Raw data.
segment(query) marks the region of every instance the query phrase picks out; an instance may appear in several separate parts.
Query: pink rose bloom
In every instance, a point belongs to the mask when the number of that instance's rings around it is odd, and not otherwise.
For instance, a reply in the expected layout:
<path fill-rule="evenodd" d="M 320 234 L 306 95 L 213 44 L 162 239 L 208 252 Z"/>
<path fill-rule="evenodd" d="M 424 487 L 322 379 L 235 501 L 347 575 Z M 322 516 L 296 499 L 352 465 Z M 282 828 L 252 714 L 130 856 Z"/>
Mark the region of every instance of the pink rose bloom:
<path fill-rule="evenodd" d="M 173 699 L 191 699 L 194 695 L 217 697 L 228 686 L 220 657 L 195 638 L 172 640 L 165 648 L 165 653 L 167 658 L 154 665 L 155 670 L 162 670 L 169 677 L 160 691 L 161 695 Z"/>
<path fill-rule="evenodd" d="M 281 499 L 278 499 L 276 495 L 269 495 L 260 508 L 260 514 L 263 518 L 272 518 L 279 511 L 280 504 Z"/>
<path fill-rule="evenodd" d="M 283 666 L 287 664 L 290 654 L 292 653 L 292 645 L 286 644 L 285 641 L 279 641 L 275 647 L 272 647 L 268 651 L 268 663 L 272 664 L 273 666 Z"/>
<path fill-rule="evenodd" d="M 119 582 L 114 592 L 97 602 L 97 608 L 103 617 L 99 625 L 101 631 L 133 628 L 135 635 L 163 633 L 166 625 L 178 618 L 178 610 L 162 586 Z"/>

Task brief. Rescale every line from the start of the records through the line with "283 666 L 287", keeping the requests, and return only those lines. Multiply each coordinate in the answers by 0.6 and round to whole numbers, with halves rounded up. Leave the numbers in the requests and their sample replies unchanged.

Task solution.
segment(query) marks the region of every instance the query phrase picks out; an instance may appear in several separate parts.
Query: pink rose bloom
In every instance, a point belongs to the mask when the number of that instance's rings around it is odd, and not otherwise.
For instance, a reply in the expected layout:
<path fill-rule="evenodd" d="M 320 234 L 306 95 L 213 44 L 162 239 L 208 252 Z"/>
<path fill-rule="evenodd" d="M 424 487 L 322 379 L 235 501 L 347 575 Z M 322 516 L 296 499 L 352 465 Z M 282 828 L 252 714 L 130 856 Z"/>
Mark the region of every instance of the pink rose bloom:
<path fill-rule="evenodd" d="M 104 419 L 115 419 L 116 417 L 130 418 L 137 412 L 132 394 L 117 383 L 103 384 L 99 389 L 99 392 L 100 395 L 92 399 L 93 402 L 97 402 L 101 406 L 96 415 L 97 417 Z"/>
<path fill-rule="evenodd" d="M 169 299 L 167 299 L 166 297 L 161 297 L 156 305 L 156 308 L 158 311 L 163 311 L 167 307 L 168 302 Z"/>
<path fill-rule="evenodd" d="M 170 400 L 172 398 L 174 392 L 175 392 L 175 387 L 172 386 L 171 385 L 167 385 L 165 388 L 163 388 L 161 391 L 161 398 L 163 398 L 164 400 Z"/>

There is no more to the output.